* **Task item**: Count the lines in the data below that include the word "mask", then state the total and nothing besides.

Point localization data

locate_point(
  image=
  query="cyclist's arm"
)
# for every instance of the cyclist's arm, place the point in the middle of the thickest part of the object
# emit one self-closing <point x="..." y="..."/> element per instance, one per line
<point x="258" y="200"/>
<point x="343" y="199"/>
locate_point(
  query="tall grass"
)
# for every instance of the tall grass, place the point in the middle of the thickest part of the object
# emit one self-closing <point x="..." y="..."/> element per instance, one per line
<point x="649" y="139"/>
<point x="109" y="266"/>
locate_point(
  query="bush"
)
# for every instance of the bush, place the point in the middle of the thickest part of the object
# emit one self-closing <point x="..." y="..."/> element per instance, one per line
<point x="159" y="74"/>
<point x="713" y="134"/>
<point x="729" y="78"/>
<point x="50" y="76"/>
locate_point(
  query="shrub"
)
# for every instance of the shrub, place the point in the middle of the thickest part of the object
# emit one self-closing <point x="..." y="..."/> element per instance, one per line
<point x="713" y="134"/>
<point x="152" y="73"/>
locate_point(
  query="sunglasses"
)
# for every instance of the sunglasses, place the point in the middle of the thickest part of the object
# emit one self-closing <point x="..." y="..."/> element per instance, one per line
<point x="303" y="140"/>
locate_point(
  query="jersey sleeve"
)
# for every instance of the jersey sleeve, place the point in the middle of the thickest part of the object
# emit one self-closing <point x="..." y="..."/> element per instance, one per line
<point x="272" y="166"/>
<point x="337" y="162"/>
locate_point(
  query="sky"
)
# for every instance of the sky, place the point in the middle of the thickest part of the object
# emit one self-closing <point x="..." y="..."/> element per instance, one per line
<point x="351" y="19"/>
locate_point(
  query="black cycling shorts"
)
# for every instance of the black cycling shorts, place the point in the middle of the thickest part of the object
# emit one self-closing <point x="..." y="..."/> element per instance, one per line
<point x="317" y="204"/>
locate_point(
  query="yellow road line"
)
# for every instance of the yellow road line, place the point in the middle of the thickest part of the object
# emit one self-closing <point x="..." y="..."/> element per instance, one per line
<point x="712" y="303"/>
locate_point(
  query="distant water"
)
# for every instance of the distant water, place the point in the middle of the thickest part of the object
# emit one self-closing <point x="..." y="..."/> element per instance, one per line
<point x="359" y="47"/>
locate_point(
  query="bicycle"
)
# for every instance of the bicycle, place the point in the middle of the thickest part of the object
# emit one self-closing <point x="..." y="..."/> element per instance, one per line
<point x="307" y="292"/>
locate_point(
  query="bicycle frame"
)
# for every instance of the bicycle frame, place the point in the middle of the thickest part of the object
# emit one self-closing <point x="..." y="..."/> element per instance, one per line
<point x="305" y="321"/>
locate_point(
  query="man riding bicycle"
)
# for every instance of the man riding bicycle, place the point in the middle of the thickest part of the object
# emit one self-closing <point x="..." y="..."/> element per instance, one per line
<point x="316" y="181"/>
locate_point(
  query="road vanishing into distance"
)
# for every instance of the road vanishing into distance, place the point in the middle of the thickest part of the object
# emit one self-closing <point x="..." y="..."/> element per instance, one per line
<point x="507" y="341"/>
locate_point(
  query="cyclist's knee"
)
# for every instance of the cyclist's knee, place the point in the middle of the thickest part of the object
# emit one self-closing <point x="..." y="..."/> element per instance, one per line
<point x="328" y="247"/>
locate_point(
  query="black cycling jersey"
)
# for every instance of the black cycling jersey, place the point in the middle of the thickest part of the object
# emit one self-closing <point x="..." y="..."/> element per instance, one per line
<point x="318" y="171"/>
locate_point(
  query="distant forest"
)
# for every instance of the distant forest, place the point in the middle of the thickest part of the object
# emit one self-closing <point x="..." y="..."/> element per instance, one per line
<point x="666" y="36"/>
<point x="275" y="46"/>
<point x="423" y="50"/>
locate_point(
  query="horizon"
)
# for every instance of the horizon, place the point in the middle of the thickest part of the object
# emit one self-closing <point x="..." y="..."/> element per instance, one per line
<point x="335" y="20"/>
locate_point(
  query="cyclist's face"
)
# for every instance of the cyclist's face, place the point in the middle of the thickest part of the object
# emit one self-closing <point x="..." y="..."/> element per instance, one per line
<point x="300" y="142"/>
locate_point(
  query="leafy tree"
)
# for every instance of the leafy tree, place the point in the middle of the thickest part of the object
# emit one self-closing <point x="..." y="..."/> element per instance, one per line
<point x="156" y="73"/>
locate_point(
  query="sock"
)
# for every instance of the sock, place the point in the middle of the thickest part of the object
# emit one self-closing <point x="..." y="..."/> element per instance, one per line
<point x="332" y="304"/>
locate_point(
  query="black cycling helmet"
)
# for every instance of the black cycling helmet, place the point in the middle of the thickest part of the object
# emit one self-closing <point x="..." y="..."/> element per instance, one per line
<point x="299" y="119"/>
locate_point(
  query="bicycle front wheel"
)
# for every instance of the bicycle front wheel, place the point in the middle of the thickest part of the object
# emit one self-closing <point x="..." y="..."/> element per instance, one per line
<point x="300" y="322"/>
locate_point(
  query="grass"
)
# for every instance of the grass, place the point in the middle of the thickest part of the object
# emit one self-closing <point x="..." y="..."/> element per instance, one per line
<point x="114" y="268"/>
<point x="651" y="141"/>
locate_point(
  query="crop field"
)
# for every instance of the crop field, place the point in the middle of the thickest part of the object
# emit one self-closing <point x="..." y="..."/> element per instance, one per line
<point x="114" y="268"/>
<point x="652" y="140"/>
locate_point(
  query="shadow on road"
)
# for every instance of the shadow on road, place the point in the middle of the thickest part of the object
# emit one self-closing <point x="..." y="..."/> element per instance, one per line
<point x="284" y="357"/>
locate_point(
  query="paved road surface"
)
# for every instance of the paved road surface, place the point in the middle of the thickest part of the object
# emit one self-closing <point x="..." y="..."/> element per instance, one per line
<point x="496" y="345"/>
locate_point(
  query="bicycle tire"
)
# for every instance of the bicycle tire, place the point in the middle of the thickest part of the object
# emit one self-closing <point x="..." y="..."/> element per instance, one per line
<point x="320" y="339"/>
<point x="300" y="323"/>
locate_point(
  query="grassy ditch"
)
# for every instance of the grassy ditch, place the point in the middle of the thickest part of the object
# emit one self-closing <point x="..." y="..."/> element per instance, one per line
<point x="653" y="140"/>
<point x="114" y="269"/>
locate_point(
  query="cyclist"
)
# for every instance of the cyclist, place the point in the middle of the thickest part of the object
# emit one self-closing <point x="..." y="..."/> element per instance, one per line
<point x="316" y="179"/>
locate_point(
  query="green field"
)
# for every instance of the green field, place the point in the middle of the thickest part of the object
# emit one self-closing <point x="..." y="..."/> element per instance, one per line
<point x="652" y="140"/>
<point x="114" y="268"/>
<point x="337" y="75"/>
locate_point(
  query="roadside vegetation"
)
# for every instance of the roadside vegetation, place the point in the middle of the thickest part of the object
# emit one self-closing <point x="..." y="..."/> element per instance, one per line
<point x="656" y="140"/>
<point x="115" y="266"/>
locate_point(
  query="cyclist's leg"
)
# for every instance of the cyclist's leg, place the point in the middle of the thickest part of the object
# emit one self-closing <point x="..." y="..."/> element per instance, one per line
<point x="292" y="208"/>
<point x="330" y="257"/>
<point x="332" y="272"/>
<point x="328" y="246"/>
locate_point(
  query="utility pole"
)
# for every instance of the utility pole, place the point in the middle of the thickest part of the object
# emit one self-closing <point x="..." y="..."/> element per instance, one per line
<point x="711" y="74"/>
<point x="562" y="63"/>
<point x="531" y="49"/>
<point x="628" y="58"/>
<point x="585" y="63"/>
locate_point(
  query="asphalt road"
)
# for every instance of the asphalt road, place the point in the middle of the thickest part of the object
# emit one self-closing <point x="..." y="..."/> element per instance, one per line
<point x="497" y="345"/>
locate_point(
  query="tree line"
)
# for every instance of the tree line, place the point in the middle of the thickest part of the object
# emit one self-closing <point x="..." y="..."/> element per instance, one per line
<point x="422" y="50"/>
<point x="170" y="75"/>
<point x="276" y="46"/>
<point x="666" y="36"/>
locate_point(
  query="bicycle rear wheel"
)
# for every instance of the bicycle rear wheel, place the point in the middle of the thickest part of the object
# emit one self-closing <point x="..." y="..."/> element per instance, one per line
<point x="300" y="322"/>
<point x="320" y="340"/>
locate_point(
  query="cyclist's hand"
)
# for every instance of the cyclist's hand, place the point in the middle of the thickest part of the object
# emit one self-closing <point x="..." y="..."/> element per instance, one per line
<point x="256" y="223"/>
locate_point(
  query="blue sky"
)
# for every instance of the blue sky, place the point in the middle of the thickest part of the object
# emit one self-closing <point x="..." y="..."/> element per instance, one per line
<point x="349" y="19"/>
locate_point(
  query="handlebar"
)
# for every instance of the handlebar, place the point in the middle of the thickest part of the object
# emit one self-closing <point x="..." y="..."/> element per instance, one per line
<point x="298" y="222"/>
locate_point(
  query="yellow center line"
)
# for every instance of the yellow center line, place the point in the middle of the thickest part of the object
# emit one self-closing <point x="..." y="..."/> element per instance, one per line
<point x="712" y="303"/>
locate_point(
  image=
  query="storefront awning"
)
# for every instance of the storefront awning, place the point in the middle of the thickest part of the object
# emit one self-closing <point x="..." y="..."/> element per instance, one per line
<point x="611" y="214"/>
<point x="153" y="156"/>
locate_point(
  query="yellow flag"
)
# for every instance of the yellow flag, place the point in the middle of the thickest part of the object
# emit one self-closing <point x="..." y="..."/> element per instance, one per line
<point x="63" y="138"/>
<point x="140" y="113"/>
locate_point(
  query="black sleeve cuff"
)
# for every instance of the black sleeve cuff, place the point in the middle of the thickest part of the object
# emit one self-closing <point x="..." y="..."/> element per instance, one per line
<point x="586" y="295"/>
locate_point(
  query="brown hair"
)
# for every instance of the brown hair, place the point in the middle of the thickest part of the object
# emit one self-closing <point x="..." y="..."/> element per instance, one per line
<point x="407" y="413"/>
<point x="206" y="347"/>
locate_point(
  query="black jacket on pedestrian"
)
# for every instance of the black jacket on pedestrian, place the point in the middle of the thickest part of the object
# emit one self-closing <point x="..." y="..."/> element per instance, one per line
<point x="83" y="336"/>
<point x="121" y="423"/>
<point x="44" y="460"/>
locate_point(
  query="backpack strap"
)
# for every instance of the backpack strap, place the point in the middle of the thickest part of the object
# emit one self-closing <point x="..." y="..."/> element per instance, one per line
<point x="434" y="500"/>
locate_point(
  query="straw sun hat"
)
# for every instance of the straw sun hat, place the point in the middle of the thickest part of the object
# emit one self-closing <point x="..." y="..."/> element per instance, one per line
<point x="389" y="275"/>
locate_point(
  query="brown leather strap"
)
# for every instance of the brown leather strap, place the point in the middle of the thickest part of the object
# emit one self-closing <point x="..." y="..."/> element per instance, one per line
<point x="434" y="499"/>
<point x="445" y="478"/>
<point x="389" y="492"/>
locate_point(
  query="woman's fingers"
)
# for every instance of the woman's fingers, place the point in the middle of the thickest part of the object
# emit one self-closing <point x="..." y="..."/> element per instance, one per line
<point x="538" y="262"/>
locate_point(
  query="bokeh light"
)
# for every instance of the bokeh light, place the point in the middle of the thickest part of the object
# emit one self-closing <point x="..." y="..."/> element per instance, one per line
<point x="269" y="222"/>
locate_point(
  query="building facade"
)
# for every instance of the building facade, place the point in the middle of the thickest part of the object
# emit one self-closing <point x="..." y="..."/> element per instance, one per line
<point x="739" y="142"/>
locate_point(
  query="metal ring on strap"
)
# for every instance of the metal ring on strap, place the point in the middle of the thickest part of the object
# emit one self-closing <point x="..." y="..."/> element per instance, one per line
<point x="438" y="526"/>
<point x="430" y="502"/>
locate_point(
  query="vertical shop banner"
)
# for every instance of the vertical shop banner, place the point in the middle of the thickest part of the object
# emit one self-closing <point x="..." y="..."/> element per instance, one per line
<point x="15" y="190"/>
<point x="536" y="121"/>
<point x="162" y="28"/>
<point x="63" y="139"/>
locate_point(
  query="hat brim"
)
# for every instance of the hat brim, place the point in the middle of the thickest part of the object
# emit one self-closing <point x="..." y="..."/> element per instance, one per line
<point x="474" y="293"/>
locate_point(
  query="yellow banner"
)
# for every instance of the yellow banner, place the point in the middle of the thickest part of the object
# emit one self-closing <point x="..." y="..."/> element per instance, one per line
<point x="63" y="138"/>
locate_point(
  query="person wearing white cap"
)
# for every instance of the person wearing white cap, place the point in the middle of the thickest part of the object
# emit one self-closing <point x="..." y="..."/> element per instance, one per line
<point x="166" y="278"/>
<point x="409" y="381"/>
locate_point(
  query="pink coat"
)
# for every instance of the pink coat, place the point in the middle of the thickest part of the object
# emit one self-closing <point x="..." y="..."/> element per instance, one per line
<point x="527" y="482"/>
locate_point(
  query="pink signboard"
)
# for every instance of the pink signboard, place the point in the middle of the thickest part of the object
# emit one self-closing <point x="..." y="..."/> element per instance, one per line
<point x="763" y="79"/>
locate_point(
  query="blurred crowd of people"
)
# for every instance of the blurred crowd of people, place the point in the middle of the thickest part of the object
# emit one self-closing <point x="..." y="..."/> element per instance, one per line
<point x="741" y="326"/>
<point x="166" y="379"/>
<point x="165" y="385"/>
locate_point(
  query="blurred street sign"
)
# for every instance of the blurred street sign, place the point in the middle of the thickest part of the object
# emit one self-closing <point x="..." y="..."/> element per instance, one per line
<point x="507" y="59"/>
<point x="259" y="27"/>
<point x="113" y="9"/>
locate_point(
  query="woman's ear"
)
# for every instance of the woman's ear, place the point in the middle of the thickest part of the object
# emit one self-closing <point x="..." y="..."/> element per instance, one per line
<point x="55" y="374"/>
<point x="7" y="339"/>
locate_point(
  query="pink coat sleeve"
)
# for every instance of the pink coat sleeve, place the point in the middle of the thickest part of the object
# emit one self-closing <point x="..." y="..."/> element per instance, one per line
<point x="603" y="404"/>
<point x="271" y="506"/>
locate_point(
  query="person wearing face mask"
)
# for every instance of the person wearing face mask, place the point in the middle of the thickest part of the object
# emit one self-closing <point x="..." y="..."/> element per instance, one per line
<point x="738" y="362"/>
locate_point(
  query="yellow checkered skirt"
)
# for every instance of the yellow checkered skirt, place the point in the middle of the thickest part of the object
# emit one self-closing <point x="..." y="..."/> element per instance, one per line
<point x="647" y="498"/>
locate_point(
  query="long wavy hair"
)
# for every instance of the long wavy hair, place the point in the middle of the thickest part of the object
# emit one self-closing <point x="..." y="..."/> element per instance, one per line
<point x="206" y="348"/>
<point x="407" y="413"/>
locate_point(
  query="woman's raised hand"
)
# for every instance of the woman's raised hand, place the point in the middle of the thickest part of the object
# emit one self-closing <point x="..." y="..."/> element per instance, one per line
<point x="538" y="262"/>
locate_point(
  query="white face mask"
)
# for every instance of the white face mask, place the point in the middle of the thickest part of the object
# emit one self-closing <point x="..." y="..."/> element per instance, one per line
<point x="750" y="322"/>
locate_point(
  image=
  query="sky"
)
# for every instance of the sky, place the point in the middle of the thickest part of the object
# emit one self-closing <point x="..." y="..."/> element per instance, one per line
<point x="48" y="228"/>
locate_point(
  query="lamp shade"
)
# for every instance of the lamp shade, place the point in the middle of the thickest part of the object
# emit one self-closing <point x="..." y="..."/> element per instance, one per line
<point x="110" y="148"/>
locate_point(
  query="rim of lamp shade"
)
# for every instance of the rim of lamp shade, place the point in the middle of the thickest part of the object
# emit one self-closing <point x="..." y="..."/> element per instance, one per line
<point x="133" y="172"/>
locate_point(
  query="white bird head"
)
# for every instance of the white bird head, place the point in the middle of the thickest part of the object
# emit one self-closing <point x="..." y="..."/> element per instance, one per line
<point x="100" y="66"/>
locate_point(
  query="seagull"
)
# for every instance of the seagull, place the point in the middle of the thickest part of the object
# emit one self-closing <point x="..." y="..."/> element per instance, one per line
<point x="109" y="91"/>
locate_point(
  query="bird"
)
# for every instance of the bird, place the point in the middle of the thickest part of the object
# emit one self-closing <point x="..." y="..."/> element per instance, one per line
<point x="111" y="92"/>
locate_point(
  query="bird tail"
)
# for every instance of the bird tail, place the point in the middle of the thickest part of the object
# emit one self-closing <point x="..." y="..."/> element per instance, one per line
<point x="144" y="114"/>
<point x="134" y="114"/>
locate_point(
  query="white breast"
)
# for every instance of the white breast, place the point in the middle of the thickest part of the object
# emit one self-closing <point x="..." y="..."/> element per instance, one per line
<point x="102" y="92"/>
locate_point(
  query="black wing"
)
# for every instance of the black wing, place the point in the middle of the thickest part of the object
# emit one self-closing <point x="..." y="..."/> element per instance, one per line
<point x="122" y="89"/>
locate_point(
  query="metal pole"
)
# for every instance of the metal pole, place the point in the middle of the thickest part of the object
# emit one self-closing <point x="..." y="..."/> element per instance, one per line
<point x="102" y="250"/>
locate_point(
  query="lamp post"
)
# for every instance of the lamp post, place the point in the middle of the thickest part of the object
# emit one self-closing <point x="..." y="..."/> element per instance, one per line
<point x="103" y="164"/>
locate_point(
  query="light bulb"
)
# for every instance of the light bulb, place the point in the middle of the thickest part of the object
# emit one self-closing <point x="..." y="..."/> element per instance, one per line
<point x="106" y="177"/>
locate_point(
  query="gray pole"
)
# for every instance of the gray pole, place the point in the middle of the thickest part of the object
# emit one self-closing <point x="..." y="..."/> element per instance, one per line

* **Task solution**: 4